Is there a concert or performance of yours that sticks in the mind?

One of my absolute favourite performances was performing in Portsoy in Scotland for the Sound Festival, with snow and wind raging outside and an audience of five people who had braved all that to come to this tiny little boathouse on the edge of the sea. Myself and Duncan Chapman performed Lullaby and really relaxed the audience at that point in time. It has remained a lasting memory because it didn’t matter what was happening outside that space, we managed to create an intimate musical space for everybody there.

 

What led you to set up Manasamitra?

As I mentioned, when I gave up my career in finance all I knew was that I wanted to make music, but I had no clue or no vision of what the music sector in the UK looked like. I came from the South Indian classical vocal tradition and I knew that I had to take my music beyond this, I knew I couldn’t stay in a box. I knew that I had to cross the barriers in order to encourage people who didn’t know anything about Carnatic music to come in and listen. But how the journey was going to unfold, I had no clue. 

So to start off, I set up Manasamitra, which is an arts charity, a music charity based in Dewsbury, and I wanted to explore my options from there. In its 15 years Manasamitra has evolved and shape-shifted, and been flexible to changing circumstances, but it really has two strands. One is community engagement in which I devise projects and partner with various collaborators and other artists to deliver work in the community; the other strand is where I compose for commissions; delivering brand new projects like MELTWATER.

[Point placement records]

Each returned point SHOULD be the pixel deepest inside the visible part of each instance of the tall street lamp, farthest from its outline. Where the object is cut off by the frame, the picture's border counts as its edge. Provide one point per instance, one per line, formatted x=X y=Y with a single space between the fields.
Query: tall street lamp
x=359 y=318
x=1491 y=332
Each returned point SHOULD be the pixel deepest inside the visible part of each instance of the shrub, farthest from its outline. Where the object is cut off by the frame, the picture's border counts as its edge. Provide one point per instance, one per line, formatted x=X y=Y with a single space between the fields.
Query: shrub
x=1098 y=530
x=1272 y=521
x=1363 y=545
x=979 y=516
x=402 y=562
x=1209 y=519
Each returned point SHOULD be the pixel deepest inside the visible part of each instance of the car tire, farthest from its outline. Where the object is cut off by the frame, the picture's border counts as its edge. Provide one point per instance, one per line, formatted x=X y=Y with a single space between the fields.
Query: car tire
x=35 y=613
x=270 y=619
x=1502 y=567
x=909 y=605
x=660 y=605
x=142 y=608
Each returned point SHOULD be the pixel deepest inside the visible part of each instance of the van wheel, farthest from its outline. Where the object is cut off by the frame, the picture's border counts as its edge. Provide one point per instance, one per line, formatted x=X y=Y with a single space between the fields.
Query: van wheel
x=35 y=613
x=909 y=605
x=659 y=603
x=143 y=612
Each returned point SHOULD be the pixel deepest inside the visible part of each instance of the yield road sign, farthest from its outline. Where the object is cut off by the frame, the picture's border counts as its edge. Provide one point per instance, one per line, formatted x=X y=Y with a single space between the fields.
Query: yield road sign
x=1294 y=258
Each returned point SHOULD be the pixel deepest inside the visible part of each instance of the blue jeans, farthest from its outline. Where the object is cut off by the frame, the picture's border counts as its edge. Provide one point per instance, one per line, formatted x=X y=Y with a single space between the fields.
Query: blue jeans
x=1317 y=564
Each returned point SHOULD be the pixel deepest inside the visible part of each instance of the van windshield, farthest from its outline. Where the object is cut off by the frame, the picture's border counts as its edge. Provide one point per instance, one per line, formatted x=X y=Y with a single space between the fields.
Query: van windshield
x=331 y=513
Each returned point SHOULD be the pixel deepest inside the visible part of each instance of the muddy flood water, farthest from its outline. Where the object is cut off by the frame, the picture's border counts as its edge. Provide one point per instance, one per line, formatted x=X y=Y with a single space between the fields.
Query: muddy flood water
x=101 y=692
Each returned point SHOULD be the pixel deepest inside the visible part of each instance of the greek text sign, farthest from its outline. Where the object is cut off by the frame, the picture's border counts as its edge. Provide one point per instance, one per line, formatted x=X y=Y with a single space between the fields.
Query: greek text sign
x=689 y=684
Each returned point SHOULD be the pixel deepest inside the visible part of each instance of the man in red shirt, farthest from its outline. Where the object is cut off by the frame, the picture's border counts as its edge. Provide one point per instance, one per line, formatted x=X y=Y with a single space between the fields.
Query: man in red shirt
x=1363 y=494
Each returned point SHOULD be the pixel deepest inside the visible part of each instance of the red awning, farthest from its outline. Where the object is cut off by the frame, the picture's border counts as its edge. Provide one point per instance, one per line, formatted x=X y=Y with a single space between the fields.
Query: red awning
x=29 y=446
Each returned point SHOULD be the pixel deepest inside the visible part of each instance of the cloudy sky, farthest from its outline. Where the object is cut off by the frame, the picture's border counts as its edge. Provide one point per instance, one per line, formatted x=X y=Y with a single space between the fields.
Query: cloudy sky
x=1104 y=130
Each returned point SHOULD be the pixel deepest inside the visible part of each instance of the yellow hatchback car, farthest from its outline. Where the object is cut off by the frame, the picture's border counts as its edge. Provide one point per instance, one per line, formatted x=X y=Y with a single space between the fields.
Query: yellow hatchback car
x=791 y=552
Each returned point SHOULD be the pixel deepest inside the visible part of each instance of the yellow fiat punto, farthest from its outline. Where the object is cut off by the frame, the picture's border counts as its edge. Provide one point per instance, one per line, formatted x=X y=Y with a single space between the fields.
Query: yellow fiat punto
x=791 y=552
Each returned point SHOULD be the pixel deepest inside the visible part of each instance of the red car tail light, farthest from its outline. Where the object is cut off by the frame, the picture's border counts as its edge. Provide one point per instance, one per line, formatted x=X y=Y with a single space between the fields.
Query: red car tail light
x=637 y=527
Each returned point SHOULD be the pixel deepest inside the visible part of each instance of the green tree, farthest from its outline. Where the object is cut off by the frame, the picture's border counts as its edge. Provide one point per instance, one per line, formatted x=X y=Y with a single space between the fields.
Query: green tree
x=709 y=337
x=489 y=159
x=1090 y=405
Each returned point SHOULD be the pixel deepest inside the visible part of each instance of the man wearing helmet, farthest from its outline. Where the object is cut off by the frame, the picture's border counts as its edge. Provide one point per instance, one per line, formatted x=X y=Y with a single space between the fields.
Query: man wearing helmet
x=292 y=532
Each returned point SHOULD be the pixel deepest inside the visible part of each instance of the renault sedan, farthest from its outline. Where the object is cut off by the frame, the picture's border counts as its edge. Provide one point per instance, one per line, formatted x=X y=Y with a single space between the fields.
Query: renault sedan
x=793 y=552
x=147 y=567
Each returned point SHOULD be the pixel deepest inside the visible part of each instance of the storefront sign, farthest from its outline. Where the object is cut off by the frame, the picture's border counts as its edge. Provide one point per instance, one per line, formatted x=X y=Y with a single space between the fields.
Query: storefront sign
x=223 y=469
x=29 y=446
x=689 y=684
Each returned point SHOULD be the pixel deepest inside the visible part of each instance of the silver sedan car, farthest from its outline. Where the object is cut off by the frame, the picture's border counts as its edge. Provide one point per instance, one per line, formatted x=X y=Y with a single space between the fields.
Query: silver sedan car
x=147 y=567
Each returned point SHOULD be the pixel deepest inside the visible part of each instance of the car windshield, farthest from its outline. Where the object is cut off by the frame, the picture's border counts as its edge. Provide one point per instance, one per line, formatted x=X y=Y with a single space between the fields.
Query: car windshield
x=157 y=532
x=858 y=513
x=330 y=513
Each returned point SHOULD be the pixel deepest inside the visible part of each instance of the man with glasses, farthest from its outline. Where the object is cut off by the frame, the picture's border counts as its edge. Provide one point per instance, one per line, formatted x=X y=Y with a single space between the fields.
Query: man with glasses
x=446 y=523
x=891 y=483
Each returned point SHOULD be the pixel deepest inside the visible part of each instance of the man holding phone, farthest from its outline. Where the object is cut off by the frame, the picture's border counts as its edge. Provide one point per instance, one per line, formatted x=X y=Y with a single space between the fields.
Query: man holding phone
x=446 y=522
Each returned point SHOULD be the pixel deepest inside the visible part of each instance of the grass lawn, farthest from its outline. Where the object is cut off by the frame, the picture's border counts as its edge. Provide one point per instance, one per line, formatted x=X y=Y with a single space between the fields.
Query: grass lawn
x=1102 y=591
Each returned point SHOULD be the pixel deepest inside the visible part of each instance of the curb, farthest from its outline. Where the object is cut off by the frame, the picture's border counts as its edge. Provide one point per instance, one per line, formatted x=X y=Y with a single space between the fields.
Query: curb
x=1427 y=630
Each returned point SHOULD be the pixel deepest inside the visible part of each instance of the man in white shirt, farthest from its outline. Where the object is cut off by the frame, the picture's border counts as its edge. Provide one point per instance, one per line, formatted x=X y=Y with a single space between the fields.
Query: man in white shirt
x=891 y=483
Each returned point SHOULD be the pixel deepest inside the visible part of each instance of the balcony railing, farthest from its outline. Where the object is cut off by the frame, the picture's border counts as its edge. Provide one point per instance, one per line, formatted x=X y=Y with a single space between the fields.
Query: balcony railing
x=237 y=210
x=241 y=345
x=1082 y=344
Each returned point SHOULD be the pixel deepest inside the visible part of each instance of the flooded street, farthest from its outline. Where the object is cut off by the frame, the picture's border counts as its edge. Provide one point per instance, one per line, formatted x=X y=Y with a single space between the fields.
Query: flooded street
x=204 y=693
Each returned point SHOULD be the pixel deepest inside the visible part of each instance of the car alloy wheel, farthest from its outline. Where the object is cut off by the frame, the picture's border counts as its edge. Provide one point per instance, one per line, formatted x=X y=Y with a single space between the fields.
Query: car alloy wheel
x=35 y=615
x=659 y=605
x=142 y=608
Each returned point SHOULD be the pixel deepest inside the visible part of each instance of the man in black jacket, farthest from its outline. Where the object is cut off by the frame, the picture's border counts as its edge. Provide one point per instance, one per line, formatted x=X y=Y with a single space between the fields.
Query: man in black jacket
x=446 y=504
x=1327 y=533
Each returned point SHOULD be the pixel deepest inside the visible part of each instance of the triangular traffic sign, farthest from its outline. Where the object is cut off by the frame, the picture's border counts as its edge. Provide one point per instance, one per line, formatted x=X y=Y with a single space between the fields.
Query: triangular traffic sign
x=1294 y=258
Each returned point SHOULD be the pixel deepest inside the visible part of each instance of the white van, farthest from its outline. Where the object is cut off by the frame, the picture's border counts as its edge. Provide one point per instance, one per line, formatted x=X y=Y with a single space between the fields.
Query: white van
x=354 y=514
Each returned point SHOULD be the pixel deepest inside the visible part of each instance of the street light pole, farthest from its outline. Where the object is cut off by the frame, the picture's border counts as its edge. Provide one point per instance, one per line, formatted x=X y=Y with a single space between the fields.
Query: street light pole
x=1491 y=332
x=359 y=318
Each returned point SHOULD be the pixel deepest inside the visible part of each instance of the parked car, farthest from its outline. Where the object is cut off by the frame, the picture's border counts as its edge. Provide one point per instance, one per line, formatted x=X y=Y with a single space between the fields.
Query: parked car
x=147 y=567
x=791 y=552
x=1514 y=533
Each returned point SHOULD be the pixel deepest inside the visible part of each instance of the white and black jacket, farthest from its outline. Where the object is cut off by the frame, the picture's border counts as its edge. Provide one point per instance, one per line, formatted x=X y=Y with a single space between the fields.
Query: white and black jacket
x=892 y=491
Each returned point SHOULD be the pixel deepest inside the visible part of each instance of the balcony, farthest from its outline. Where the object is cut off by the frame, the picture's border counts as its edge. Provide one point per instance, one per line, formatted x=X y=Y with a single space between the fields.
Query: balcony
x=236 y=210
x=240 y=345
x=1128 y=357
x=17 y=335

**TASKS:**
1. According to the interview about Manasamitra, in which town is the charity based?
2. Carry the interview about Manasamitra forward from its final sentence.

**ANSWERS BELOW:**
1. Dewsbury

2.
The scope of work you’ve done, and been commissioned to do, with Manasamitra is quite broad, but is there a favourite project you’ve worked on?

That’s a difficult question; every project is as important to me as the next one or the previous one is. And they don’t simply end where their performance or tour is done, because I feel these ideas have a life; they grow and they flourish and they shapeshift and change and morph into something different. Lullaby, for example, was a very different show when I was devising it in 2015 to what it is now.

That said, Lullaby is one of my favourite projects as it is very heartwarming. And now I think I have a special fondness for MELTWATER too because it’s a topic really close to my heart and I feel that I have only really touched the tip of the iceberg with it – no pun intended. I think there is still so much to uncover and unravel and explore and develop within MELTWATER.

‘As humans we inhabit our own little terrariums; we don’t think about life outside them that much. We are so caught up in our day to day that we don’t have the energy or often the time, to put our head over the terrarium and look at the wider world around us’.

The basis for MELTWATER came in Manasamitra’s Terrarium project; how did this project come about, and where did it take you?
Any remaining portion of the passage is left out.